● **Exercise goal**
Give everything from the entry containing "If you could mark the brown" down to the end of the entries as a two-column CSV headed text,answer. Make one row per entry, with its text and its answer each in a single quoted field and line breaks replaced by spaces.

● **Entries**
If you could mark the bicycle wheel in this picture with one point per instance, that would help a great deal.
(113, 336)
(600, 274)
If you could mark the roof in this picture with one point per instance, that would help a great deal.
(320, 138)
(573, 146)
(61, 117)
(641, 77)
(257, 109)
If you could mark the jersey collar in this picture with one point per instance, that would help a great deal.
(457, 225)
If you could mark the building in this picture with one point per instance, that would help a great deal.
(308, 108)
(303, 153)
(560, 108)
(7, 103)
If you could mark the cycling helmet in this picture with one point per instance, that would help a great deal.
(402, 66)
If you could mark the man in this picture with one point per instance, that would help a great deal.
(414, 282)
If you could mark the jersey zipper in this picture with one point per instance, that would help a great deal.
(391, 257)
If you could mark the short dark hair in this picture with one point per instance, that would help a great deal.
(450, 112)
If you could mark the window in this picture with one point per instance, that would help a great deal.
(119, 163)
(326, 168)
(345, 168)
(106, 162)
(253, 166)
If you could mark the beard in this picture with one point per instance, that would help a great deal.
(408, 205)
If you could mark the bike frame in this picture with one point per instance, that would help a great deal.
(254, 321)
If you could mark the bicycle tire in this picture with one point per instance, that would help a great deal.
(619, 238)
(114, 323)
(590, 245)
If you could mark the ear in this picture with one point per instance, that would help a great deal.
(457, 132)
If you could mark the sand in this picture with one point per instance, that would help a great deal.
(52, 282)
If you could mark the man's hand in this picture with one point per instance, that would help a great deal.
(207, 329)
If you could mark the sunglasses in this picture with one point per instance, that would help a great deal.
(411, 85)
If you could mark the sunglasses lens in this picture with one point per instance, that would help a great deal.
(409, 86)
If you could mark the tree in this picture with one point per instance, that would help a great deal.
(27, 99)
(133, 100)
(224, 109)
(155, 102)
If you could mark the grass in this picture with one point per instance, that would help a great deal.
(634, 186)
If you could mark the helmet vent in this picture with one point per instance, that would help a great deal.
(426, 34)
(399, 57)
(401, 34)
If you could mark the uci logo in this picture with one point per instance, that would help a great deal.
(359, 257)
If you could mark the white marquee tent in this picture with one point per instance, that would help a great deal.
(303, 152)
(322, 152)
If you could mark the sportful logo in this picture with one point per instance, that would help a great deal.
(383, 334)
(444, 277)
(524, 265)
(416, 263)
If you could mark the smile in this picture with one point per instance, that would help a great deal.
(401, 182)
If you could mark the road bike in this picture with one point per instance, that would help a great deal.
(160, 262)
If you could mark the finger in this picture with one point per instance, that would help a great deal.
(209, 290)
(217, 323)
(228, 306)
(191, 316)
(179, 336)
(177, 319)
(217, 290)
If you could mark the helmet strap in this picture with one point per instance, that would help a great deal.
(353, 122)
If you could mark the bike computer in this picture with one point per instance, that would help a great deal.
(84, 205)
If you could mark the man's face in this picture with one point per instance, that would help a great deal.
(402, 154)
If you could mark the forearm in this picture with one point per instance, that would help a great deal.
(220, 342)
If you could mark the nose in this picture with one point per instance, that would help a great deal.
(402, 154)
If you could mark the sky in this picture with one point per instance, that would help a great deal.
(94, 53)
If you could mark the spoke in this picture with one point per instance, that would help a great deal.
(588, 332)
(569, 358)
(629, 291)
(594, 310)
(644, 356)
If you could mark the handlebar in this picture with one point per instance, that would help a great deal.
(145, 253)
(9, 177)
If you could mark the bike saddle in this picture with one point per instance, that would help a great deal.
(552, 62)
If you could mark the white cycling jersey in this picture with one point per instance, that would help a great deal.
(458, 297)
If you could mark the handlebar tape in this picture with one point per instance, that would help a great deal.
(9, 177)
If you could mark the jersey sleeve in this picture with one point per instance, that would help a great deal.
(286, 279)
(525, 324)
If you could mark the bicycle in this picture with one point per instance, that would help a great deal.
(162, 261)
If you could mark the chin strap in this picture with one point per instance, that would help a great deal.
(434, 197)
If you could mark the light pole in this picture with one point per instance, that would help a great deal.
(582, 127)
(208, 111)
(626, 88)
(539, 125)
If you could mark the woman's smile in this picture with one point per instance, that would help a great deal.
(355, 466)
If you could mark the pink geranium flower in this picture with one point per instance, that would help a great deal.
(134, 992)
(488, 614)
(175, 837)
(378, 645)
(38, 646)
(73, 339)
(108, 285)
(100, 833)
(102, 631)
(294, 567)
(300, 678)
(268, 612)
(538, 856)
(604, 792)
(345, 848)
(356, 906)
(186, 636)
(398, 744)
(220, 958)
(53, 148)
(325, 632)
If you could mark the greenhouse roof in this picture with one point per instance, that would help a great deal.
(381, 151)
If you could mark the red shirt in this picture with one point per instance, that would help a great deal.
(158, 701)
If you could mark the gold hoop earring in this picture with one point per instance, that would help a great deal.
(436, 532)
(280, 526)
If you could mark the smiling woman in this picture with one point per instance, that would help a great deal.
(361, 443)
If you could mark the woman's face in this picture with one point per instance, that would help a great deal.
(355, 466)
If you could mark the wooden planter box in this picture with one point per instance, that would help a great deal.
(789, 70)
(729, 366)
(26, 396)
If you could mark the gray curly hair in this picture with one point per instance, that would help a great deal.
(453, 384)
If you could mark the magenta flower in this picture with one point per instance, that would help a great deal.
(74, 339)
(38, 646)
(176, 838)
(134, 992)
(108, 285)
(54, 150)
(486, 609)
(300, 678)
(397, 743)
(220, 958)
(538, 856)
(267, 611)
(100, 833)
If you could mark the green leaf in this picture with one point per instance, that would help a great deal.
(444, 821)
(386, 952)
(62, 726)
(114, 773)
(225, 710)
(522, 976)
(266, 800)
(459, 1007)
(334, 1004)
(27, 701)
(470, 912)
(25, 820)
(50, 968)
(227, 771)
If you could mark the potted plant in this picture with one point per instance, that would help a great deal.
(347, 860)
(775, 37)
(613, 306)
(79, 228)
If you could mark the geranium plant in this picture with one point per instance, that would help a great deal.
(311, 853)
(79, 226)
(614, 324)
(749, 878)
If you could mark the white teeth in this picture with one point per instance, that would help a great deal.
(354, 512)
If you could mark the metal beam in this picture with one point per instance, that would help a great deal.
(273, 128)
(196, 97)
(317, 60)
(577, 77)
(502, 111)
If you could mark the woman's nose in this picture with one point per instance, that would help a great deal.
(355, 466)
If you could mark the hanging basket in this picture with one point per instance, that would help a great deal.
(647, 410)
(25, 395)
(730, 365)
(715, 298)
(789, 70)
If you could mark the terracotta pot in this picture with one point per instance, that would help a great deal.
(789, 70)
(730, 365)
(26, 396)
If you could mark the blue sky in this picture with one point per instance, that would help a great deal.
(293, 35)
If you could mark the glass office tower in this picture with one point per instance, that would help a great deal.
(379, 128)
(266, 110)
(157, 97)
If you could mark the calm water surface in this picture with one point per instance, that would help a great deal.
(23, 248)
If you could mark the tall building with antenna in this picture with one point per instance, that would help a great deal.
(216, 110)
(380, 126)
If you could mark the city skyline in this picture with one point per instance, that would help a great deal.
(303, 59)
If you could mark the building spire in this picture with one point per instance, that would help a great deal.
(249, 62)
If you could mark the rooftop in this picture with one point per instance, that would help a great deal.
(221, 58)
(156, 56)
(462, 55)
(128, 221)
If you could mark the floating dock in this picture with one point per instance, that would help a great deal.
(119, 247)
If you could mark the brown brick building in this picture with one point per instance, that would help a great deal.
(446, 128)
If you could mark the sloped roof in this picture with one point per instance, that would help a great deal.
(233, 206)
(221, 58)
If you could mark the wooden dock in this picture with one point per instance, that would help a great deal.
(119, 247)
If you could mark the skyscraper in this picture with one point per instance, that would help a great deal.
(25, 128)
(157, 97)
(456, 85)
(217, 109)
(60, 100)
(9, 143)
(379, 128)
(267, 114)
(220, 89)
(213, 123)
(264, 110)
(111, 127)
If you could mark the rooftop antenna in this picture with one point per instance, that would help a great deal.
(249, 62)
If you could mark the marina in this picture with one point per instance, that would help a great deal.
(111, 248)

● **Task response**
text,answer
"If you could mark the brown brick building in this picture with one point per instance, that would help a great deal.","(446, 128)"
"If you could mark the sloped roof in this picture with one point per instance, that would help a great deal.","(233, 206) (221, 58)"
"If you could mark the wooden dock in this picture with one point per instance, that would help a great deal.","(119, 247)"
"If you could mark the skyscraper in this picture with one point per instance, that would help a great deal.","(25, 128) (157, 97) (456, 85) (217, 109) (60, 100) (9, 143) (379, 128) (267, 114) (220, 89) (213, 123) (264, 110) (111, 127)"
"If you could mark the rooftop antenna in this picture with one point per instance, that would help a great deal.","(249, 62)"
"If you could mark the marina in this picture with one point per instance, that would help a great deal.","(111, 248)"